Work required >> Count the lines of the material below that contain the string "lamp", matching uppercase and lowercase exactly, and reply with that number alone.

Material supplied >>
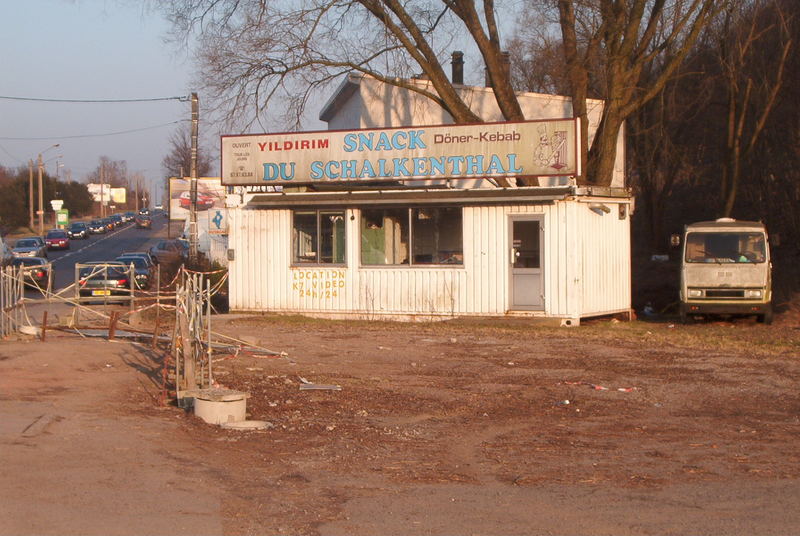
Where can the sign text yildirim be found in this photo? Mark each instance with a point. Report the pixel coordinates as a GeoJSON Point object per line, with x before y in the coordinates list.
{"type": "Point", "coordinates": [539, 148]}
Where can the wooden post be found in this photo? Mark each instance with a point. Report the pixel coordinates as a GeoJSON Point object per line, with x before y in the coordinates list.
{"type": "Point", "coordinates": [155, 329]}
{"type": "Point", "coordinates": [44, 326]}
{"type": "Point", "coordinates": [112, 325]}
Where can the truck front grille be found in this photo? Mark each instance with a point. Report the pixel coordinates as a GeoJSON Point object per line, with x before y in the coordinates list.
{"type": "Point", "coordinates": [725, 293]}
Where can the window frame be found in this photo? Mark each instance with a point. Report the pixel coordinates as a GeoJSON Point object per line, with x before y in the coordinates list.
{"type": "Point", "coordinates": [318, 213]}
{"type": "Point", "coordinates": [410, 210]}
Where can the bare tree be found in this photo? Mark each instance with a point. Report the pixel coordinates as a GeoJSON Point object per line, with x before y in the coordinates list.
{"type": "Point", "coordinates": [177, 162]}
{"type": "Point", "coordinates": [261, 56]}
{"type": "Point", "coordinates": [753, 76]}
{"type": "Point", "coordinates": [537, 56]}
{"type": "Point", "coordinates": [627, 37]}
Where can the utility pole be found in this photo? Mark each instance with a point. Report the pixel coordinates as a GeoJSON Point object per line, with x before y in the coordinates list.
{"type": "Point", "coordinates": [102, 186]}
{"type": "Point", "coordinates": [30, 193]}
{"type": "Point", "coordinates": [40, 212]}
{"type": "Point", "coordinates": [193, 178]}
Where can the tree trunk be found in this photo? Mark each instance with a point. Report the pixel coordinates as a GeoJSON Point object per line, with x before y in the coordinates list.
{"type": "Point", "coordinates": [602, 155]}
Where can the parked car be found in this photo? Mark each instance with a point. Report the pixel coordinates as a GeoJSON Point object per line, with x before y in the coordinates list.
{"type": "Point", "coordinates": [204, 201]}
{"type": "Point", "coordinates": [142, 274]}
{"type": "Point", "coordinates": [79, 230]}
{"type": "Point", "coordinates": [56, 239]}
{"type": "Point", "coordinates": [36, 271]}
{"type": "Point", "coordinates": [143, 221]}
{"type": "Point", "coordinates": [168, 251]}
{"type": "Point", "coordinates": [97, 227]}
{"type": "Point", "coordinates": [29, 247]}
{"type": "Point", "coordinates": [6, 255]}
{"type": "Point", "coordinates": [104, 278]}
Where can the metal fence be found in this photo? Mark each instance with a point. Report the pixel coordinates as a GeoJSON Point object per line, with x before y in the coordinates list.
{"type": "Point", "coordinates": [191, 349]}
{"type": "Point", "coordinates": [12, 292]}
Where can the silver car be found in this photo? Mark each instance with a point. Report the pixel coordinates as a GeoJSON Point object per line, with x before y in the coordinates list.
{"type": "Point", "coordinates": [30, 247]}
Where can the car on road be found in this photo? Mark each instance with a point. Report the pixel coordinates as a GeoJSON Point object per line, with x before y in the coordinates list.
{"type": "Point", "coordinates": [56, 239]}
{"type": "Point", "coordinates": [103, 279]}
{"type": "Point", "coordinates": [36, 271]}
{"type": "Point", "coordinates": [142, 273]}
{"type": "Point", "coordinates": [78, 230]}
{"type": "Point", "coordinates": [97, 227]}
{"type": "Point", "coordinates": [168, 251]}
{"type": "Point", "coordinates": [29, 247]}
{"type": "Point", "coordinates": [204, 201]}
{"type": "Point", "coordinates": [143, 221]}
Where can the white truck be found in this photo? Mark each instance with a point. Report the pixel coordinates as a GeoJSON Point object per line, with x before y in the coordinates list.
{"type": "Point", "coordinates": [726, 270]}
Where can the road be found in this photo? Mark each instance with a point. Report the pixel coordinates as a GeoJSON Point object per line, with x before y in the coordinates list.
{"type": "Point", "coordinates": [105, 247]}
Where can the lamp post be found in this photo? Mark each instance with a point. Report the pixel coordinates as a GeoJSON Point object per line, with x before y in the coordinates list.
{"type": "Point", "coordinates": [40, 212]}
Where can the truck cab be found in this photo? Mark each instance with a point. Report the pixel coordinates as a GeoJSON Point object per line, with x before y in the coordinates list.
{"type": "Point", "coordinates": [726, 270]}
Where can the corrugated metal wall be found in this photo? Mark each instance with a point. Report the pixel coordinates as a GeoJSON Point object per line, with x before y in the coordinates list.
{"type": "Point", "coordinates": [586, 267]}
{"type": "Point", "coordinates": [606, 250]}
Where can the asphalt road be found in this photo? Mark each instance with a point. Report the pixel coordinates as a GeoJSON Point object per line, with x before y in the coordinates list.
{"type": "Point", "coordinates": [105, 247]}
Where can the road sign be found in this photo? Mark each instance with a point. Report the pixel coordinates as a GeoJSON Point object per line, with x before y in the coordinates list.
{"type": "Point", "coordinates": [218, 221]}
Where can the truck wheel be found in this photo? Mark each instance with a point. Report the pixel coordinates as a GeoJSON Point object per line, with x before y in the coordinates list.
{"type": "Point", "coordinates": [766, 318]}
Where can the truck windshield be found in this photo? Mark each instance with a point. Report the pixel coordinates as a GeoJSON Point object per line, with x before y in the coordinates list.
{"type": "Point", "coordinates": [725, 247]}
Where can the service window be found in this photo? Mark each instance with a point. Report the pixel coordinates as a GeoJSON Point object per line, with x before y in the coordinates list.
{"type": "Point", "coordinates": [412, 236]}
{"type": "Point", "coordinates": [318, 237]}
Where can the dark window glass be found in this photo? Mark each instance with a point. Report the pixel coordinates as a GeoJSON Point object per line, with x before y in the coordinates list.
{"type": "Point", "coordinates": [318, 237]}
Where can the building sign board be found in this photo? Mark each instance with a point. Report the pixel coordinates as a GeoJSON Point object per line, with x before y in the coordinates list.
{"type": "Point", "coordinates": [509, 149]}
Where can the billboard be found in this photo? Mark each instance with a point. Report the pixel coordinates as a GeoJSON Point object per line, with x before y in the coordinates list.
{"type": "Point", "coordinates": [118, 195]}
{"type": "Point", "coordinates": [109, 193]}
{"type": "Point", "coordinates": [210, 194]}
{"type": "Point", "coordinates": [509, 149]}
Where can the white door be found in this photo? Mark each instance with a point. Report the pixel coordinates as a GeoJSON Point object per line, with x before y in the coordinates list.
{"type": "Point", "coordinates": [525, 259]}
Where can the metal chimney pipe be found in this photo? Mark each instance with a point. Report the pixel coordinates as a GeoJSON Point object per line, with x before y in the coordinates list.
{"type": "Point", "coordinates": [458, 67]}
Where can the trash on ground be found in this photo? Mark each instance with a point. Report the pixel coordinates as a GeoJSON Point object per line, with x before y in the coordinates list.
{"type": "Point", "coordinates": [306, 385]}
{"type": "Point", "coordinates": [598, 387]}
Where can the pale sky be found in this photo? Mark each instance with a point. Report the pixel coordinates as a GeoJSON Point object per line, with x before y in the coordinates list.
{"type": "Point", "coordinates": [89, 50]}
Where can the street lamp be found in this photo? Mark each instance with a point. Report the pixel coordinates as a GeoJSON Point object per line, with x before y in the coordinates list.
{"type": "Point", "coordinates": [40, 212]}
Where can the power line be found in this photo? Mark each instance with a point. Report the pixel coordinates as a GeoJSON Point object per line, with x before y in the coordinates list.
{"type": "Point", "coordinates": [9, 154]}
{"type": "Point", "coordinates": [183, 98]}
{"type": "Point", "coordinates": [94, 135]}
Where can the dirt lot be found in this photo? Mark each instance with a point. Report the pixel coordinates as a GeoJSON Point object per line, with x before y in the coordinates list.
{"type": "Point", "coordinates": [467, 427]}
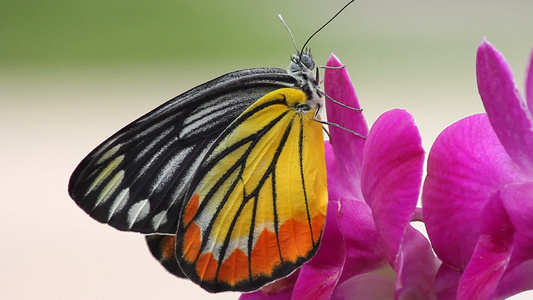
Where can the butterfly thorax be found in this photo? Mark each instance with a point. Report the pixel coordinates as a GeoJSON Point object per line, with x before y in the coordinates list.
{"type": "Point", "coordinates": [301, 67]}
==
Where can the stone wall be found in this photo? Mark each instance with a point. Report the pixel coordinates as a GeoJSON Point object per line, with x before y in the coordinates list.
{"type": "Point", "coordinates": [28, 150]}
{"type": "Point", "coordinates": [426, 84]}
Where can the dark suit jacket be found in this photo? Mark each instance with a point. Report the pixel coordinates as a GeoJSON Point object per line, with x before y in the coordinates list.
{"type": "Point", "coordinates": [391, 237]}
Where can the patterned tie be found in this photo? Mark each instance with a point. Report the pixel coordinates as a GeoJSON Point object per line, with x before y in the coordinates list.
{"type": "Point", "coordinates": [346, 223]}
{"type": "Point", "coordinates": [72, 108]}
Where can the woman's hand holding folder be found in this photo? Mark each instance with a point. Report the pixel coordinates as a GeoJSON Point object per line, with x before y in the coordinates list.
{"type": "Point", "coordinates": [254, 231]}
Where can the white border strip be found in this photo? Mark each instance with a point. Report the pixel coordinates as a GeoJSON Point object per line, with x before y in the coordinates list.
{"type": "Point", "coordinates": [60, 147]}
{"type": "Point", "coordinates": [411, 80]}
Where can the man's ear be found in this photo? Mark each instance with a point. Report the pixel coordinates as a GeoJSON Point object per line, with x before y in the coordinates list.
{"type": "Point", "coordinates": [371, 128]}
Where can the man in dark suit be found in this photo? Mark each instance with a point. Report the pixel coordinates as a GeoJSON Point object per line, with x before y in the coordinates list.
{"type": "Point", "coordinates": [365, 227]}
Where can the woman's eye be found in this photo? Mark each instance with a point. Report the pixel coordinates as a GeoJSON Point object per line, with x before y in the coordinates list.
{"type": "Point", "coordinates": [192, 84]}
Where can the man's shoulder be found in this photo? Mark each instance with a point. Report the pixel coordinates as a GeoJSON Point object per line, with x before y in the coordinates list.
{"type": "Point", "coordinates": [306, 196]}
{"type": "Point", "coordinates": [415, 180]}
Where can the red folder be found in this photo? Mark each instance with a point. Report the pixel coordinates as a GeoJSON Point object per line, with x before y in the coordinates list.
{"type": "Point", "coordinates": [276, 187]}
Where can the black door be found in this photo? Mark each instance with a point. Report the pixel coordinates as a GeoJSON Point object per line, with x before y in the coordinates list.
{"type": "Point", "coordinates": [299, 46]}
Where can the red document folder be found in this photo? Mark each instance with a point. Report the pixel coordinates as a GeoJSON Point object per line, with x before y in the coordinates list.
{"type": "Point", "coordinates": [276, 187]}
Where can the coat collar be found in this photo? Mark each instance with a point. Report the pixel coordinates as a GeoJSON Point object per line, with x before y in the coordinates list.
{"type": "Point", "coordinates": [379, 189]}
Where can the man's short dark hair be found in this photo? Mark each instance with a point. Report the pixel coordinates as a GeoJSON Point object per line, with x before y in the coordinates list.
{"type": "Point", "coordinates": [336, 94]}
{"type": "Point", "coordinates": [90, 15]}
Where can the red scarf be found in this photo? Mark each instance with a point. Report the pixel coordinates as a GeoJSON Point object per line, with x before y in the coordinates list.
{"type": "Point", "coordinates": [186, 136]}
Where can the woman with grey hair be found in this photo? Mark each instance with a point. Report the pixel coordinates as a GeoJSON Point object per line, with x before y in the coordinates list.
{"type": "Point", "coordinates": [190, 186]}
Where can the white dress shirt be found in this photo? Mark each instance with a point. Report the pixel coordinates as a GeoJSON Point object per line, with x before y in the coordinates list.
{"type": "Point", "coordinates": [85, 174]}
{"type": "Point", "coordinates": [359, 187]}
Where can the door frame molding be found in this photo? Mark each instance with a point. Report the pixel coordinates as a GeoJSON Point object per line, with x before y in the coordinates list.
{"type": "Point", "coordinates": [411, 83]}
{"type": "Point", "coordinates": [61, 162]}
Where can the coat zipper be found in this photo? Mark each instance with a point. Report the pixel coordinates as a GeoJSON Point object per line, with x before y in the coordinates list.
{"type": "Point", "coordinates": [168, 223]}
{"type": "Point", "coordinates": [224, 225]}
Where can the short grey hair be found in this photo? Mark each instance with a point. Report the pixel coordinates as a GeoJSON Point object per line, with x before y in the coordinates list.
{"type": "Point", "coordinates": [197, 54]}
==
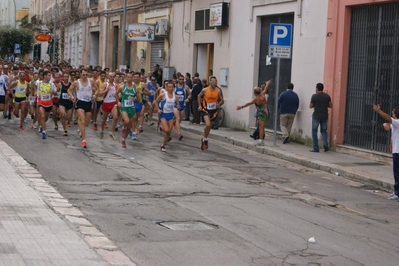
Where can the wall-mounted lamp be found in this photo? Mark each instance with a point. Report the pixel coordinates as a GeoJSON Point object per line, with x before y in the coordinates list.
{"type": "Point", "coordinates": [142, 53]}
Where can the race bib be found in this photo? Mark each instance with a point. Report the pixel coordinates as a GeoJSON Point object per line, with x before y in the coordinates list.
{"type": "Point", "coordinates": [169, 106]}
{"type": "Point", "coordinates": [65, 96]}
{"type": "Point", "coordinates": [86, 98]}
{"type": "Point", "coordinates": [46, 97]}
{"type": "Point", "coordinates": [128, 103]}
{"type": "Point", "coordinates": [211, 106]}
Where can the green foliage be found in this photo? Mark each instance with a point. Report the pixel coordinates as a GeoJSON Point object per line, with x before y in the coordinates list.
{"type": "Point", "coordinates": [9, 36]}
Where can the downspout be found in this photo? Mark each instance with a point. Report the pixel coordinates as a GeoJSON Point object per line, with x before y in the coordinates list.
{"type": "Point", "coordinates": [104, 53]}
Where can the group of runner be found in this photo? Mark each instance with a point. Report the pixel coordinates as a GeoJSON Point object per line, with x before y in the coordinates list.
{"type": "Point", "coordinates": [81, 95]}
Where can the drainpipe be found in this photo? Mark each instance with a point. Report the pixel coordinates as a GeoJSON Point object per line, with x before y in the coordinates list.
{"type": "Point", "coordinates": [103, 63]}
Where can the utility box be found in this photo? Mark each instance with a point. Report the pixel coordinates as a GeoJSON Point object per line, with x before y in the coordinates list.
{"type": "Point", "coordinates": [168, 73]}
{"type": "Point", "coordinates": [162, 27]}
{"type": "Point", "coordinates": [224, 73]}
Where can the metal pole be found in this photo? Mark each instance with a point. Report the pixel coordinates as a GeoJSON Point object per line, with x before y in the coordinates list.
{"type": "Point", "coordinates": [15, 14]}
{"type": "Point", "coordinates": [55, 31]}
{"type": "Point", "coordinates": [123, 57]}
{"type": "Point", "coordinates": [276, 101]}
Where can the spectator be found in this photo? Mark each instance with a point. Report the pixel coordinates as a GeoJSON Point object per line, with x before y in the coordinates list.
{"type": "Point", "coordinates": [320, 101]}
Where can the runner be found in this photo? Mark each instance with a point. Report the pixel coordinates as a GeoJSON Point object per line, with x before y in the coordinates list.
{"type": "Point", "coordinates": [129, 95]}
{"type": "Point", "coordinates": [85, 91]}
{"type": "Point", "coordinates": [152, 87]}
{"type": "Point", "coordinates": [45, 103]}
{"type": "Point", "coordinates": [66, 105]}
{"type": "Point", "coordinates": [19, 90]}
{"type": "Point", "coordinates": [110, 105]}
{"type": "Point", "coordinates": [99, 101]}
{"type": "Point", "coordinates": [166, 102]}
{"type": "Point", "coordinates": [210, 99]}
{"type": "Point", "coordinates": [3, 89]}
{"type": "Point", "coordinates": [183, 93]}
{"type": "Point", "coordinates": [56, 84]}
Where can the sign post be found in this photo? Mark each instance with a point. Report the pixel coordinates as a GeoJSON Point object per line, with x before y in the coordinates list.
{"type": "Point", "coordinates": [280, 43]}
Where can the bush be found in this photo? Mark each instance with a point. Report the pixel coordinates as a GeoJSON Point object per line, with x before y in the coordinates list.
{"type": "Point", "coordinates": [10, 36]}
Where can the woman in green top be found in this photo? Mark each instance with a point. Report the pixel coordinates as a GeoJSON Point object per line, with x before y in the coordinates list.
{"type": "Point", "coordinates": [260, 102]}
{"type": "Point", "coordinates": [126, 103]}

Output >> 3